PROBLEM STATEMENT ▸
Copy all of the data that follows, character for character.

DATA RECORDS ▸
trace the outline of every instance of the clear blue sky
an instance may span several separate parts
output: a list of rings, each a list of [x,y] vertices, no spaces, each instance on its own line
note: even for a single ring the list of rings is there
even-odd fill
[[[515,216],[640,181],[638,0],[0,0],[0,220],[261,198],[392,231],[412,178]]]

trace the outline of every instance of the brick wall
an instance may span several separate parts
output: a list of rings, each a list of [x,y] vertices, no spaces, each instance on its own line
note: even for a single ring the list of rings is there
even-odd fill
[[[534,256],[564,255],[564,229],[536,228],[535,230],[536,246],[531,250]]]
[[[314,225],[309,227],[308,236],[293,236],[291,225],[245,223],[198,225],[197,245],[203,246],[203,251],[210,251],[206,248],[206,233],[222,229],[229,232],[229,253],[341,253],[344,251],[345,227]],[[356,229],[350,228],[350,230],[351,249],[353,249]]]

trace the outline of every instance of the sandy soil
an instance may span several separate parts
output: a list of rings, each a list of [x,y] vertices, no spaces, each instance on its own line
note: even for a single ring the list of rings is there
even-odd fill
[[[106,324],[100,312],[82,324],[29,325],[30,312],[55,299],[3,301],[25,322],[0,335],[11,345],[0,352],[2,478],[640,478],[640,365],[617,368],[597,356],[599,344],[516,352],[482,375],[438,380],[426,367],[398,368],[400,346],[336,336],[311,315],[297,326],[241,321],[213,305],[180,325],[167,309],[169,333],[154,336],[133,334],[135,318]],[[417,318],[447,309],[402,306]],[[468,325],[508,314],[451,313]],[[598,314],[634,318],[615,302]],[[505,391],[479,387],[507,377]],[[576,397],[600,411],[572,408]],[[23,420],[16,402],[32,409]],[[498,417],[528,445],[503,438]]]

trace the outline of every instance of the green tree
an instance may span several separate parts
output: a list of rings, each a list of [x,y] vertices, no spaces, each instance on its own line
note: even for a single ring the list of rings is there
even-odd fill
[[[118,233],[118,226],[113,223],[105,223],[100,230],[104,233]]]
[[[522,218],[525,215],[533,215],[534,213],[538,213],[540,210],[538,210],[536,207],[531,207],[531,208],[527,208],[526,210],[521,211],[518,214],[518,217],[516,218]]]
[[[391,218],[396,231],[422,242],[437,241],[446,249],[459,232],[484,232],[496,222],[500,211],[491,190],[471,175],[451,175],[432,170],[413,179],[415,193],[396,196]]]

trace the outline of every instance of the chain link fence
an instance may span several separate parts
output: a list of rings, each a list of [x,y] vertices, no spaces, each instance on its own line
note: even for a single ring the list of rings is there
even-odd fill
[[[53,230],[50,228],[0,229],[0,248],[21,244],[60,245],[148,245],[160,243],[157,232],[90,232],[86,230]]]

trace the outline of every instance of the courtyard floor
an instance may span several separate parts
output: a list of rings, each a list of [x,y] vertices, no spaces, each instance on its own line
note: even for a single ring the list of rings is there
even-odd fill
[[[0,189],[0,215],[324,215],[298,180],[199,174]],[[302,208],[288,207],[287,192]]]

SOLVED PROBLEM ▸
trace the outline of every instance of the clear blue sky
an instance may span several separate parts
output: a list of rings, each a list of [x,y] vertices, no spaces, each instance on its own line
note: even for a single ring the list of rings is there
even-odd fill
[[[515,216],[640,181],[638,0],[0,0],[0,220],[261,198],[392,231],[412,178]]]

trace the outline of every instance of the brick wall
an instance may span several separate parts
output: a list of rings, each a list of [x,y] vertices, no spaces, each instance on its own line
note: even for a single ring the list of rings is there
even-odd fill
[[[534,256],[564,255],[564,229],[536,228],[535,230],[536,246],[531,250]]]
[[[314,225],[309,227],[308,236],[293,236],[291,225],[245,223],[198,225],[197,245],[203,246],[203,251],[210,251],[206,248],[206,233],[222,229],[229,232],[229,253],[341,253],[344,251],[345,227]],[[356,229],[350,228],[350,230],[351,249],[353,249]]]

trace the outline of every instance of the sandy soil
an instance may span several separate parts
output: a list of rings, each a list of [x,y] vertices, no spaces, each instance on its own line
note: even for a single ring the list of rings is there
even-odd fill
[[[106,324],[100,312],[82,324],[29,325],[30,312],[55,299],[3,301],[25,322],[0,335],[11,345],[0,352],[2,478],[640,478],[640,365],[617,368],[597,356],[599,344],[516,352],[482,375],[438,380],[426,367],[398,368],[400,346],[336,336],[311,315],[297,326],[241,321],[213,305],[180,325],[167,309],[169,333],[154,336],[133,334],[135,318]],[[417,318],[447,309],[402,306]],[[468,325],[508,314],[451,313]],[[598,314],[634,318],[615,302]],[[505,391],[479,387],[507,377]],[[576,397],[600,411],[572,408]],[[23,420],[16,402],[32,409]],[[498,417],[528,445],[503,438]]]

trace the outline of every instance of the green tree
an instance may span several separate parts
output: a list of rings, each a list of [x,y] vertices, no spaces, each instance on its own line
note: even for a single ring the list of rings is there
even-odd fill
[[[118,233],[118,226],[113,223],[105,223],[100,230],[104,233]]]
[[[522,218],[525,215],[533,215],[534,213],[538,213],[540,210],[538,210],[536,207],[531,207],[531,208],[527,208],[526,210],[521,211],[518,214],[518,217],[516,218]]]
[[[391,218],[396,231],[422,242],[437,241],[446,249],[459,232],[484,232],[496,222],[500,211],[491,190],[471,175],[451,175],[432,170],[413,179],[415,193],[396,196]]]

trace the outline of every instance of the chain link fence
an instance may span several separate parts
output: a list of rings, each a list of [x,y] vertices, no spaces, each instance on its own line
note: even for a single ring the list of rings is there
even-odd fill
[[[53,230],[50,228],[0,229],[0,248],[21,244],[60,245],[148,245],[160,243],[157,232],[90,232],[86,230]]]

trace the outline of every instance of the courtyard floor
an instance may span several separate parts
output: a list of rings, each a list of [x,y] vertices, no spaces, each instance on its own line
note: even for a single ring the list of rings is there
even-odd fill
[[[0,189],[0,215],[324,215],[298,180],[199,174]],[[302,208],[288,207],[287,192]]]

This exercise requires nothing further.